### [ВЫБРАННЫЙ ОТРЫВОК]
• • • • •

Это убедительный и лаконичный пример потенциала, которым обладает современный художник, являющийся частью церковного народа и выбирающий для своего творчества богословские темы. Как изобразить чудесный момент умножения пищи на евангельских трапезах? Как визуализировать величайший момент литургии - таинство Пресуществления? Как соотнести в едином пространстве основы христианской веры и литургической жизни? На эти труднейшие вопросы Гор Чахал пытается отвечать используя фотографический метод обратной перспективой. Преломляя через «коллективную линзу» картины чудесного умножения вина, хлеба и рыбы («Чудо»), дробления агничной просфоры («Жертва»), Слова Божия как Священного Писания, св. потира, хлеба и вина как составных частей Евхаристии («Хлеб и Вино и Сущий Господь»), - он ставит своего зрителя в позицию принятия ниспосылаемой свыше Благодати.

Абсолютное же принятие немыслимо вне синергии, взаимодействия твари и Творца, где посыл и приём упорядочены силой Любви. Иерархически организованное, пребывающее в становлении мироздание символизирует скульптура «Трисолнечный свет». Не случайно, помещённая в центр зала, эта работа изготовлена из принципиально иного материала - бронзы.

 

Новая Лествица

 

Второй зал экспозиции уступает первому по площади. Чтобы попасть туда требуется минимальное усилие: преодолеть пару ступенек. Однако незначительное обстоятельство ориентирует зрителя в нужном направлении. Синергия это не только действие Благодати, но и ответное усилие человека. Последнее задаёт тон экспозиции малого зала.


 

Православное «облако смыслов», окружающее Фавор, ассоциируется как с местом на Святой Земле, так и с фаворским светом - свидетельством Божественного присутствия в мире, с теорией и практикой исихазма. Все эти смысловые переходы учтены в композиции «Фавор». Главная интрига композиции в совмещении объекта евангельского повествования с аскетическим символом Лествицы, что оказывается возможным благодаря построению 3D модели горы.

Авторство «Лествицы», этой библии монашества, в своё время поставило преп. Иоанна Синаита в ряд боговидцев, вместе с Иаковом, Моисеем и Давидом. Иоанн Лествичник - «законодатель» нового Народа Божия, который прирастает не плотским размножением, а «исходом» иноков за пределы суетного мира («Египта»). Если Моисея изображали получающим скрижали Ветхого Завета из рук Божиих, то на миниатюрах к «Лествице» Иоанн сам вручает свой труд Христу. Лествица это посильный ответ Земли милосердному Небу, приклонившемуся к ней...

На Руси книга Иоанна Синаита приобрела особую популярность во время аскетического подъёма XIV-XV вв. (его крупнейшей фигурой выступил св. Сергий Радонежский). В ранних рукописях «Лествицы» перед оглавлением чертили схему из 30-ти ступеней согласно количеству глав. Затем схема развилась в особую иконографию, где монахи взбираются по лестнице, ведущей к небесам.

• • • • •

### [ПЕРЕЧЕНЬ ЗАПИСЕЙ]

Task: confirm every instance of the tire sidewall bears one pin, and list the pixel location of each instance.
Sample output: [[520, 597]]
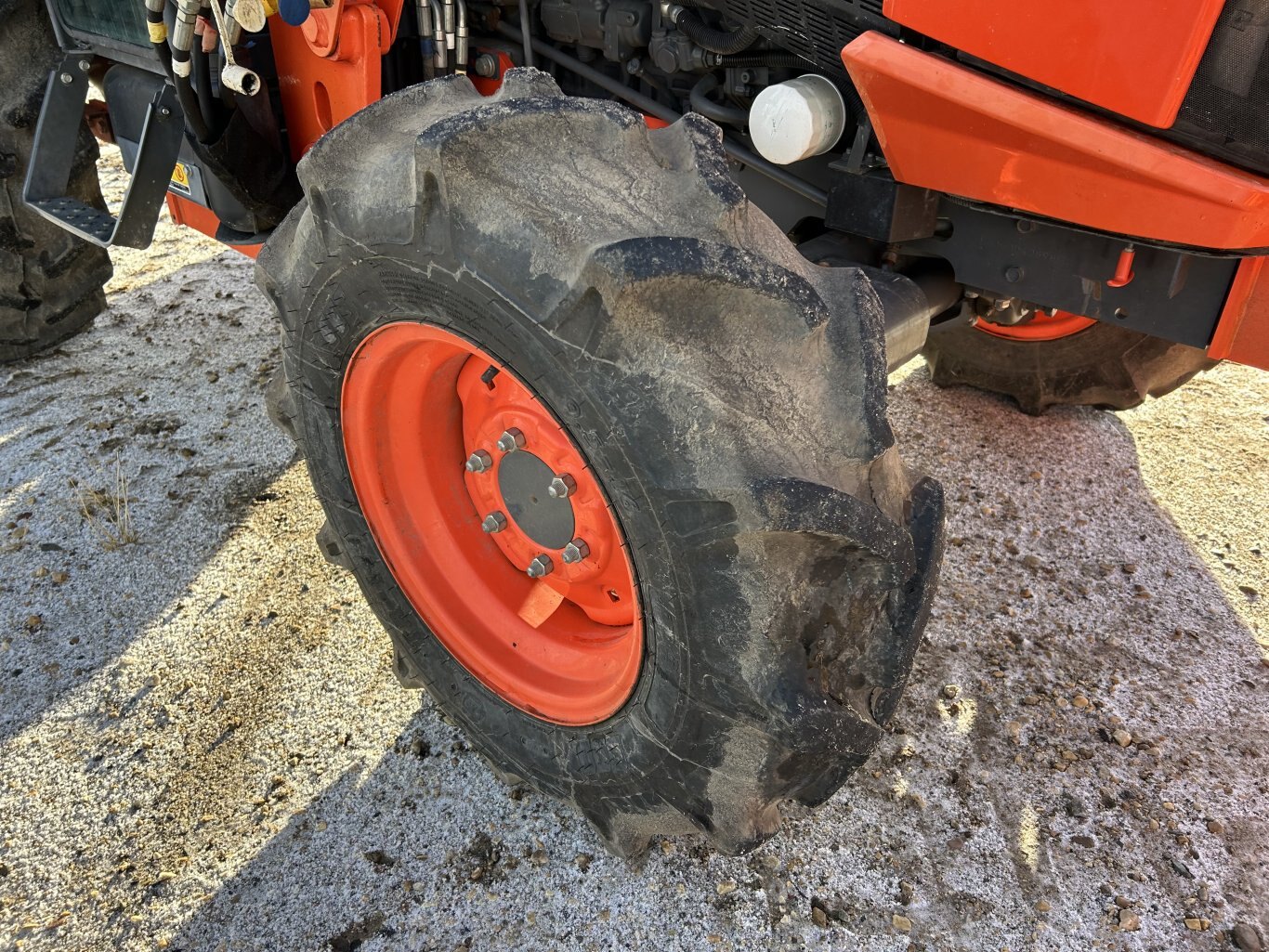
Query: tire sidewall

• • • • •

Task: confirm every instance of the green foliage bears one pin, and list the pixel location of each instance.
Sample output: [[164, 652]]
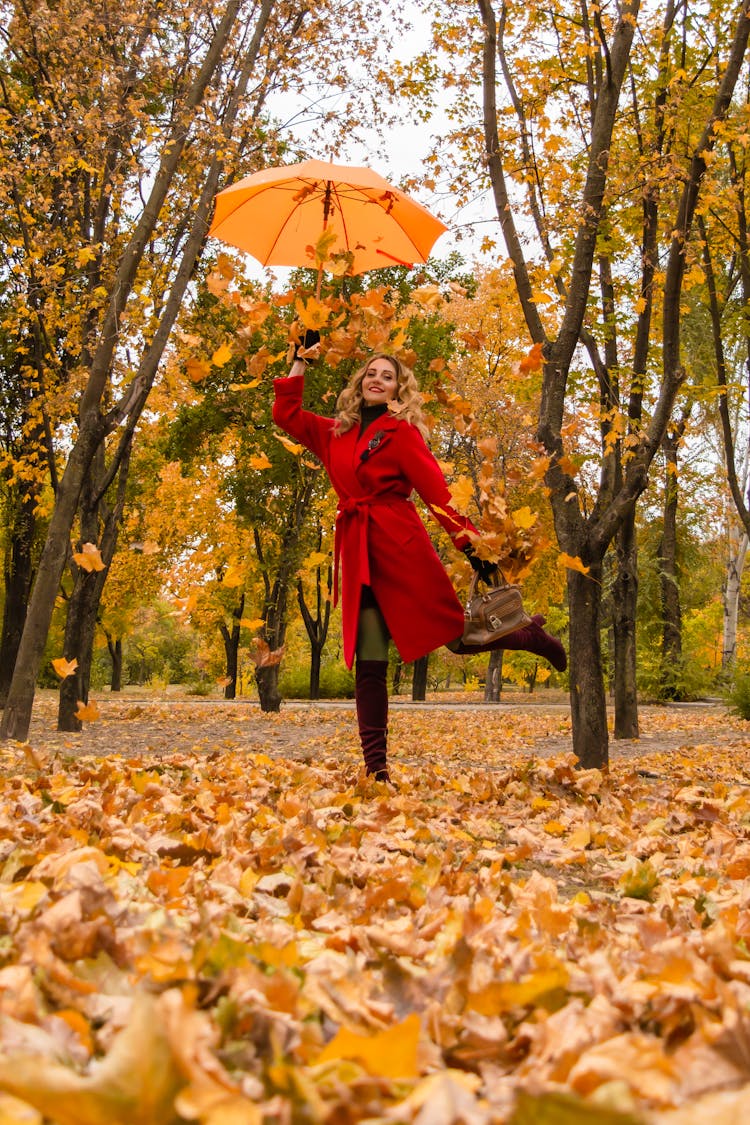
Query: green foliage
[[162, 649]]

• • • • •

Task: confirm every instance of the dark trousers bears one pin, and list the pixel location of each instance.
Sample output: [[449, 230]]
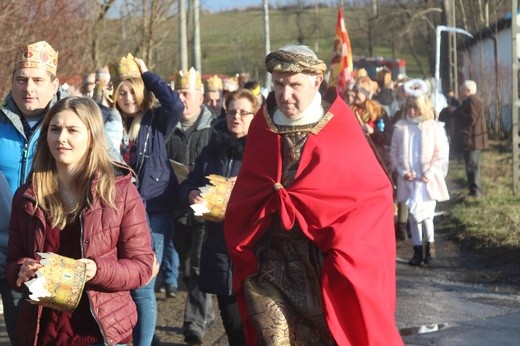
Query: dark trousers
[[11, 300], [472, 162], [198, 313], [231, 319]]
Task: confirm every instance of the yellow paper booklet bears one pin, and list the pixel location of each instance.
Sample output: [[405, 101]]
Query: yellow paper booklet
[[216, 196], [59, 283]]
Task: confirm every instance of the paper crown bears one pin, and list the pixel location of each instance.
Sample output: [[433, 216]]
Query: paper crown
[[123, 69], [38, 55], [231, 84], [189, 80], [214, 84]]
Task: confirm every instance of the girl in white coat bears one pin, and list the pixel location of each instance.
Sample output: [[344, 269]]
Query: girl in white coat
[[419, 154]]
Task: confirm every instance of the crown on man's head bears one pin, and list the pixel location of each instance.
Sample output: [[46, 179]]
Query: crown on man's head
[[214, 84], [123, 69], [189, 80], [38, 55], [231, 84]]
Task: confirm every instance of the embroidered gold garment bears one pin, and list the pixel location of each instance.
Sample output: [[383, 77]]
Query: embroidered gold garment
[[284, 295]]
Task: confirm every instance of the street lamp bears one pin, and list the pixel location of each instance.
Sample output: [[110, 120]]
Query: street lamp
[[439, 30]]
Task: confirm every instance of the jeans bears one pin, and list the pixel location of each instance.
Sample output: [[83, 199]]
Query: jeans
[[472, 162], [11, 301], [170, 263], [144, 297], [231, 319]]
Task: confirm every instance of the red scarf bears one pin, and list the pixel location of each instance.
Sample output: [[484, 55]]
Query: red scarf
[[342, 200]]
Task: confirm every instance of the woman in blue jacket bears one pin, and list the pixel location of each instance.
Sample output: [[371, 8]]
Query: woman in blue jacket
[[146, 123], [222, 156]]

• • • • •

### [УСЛОВИЕ ЗАДАНИЯ]
Перепишите часть выбранного отрывка от слов «Это убедительный и» до слов «ниспосылаемой свыше Благодати.» включительно, поменяв «художник» на «мастер». Записи здесь ни при чём.

### [ОТВЕТ К ЗАДАНИЮ]
Это убедительный и лаконичный пример потенциала, которым обладает современный мастер, являющийся частью церковного народа и выбирающий для своего творчества богословские темы. Как изобразить чудесный момент умножения пищи на евангельских трапезах? Как визуализировать величайший момент литургии - таинство Пресуществления? Как соотнести в едином пространстве основы христианской веры и литургической жизни? На эти труднейшие вопросы Гор Чахал пытается отвечать используя фотографический метод обратной перспективой. Преломляя через «коллективную линзу» картины чудесного умножения вина, хлеба и рыбы («Чудо»), дробления агничной просфоры («Жертва»), Слова Божия как Священного Писания, св. потира, хлеба и вина как составных частей Евхаристии («Хлеб и Вино и Сущий Господь»), - он ставит своего зрителя в позицию принятия ниспосылаемой свыше Благодати.